GOAL OF THE EXERCISE → Each record below should appear again exactly as written.

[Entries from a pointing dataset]
◆ ◆ ◆ ◆

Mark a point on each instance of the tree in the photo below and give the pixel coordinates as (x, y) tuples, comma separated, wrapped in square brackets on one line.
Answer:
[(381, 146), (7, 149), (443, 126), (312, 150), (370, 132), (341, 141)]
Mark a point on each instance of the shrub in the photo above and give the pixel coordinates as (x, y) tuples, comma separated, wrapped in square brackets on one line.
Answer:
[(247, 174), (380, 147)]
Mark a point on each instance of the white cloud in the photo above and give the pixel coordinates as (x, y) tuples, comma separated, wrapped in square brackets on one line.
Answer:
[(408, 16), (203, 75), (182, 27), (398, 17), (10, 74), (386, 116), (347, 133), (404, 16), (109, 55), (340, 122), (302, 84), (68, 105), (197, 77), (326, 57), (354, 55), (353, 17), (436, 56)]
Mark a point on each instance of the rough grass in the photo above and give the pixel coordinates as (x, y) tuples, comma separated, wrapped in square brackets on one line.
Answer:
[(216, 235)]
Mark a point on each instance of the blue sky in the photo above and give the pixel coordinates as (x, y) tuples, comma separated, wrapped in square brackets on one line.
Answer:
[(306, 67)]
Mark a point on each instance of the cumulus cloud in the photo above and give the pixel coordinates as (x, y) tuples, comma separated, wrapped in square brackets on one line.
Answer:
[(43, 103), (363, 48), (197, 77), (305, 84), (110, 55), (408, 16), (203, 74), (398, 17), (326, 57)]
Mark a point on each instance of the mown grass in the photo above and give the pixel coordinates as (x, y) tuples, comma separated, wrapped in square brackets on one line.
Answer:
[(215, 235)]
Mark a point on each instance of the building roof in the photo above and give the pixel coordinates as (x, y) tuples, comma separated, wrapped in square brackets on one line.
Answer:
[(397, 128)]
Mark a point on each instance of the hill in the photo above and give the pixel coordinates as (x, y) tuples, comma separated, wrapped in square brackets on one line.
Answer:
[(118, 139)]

◆ ◆ ◆ ◆

SOLUTION FOR THIS EXERCISE →
Mark a point on each instance of the tree in the photo below and give the pixel coordinates as (x, y) tuples, comma separated, wrapped in square brackets on one line.
Answer:
[(381, 146), (7, 149), (443, 126), (312, 150), (370, 132), (341, 141)]
Mark a point on each instance of the shrub in the photo above and give the pixel coordinates as (x, y) tuples, comma separated, wrapped in square brackets on one line.
Answer:
[(247, 174), (380, 147)]
Mark a point on each instance of the white cloud in the photo above and give the pixel coordinates as (x, y) tuples, comma separated, wrapped in square brackets on one line.
Answer:
[(408, 16), (203, 75), (182, 27), (398, 17), (10, 74), (386, 116), (347, 133), (404, 16), (109, 55), (340, 122), (302, 84), (68, 105), (197, 77), (326, 57), (354, 55), (353, 17), (436, 56)]
Mark a point on each instance of the rough grass in the photo above and give the pixel coordinates as (x, y) tuples, comma separated, wrapped in square brackets on one line.
Answer:
[(216, 235)]
Mark a point on each instance of the blue sky in the photo above and give the pixel coordinates as (x, y) tuples, comma separated, wrapped in square brackets on one line.
Answer:
[(306, 67)]
Mark a point on each instance of the cumulus cloud in the photo above and give the pixel coordinates as (x, y) tuples, comma separated, wrapped in square brackets on one line.
Answer:
[(43, 103), (363, 48), (197, 77), (305, 84), (110, 55), (408, 16), (203, 74), (398, 17), (326, 57)]
Mark a point on each instance of the mown grass in the photo above and give the pixel coordinates as (x, y) tuples, comma separated, wrapped in square brackets on one line.
Answer:
[(215, 235)]
Mark a point on each instance of the building roof in the photo above and give the pixel coordinates as (x, y) tuples, comma separated, wrapped in square brackets on one line.
Answer:
[(397, 128)]
Mark a point on each instance of the hill in the photo above and give the pixel coordinates as (x, y) tuples, comma separated, wrapped in square brackets on one line.
Answer:
[(118, 139)]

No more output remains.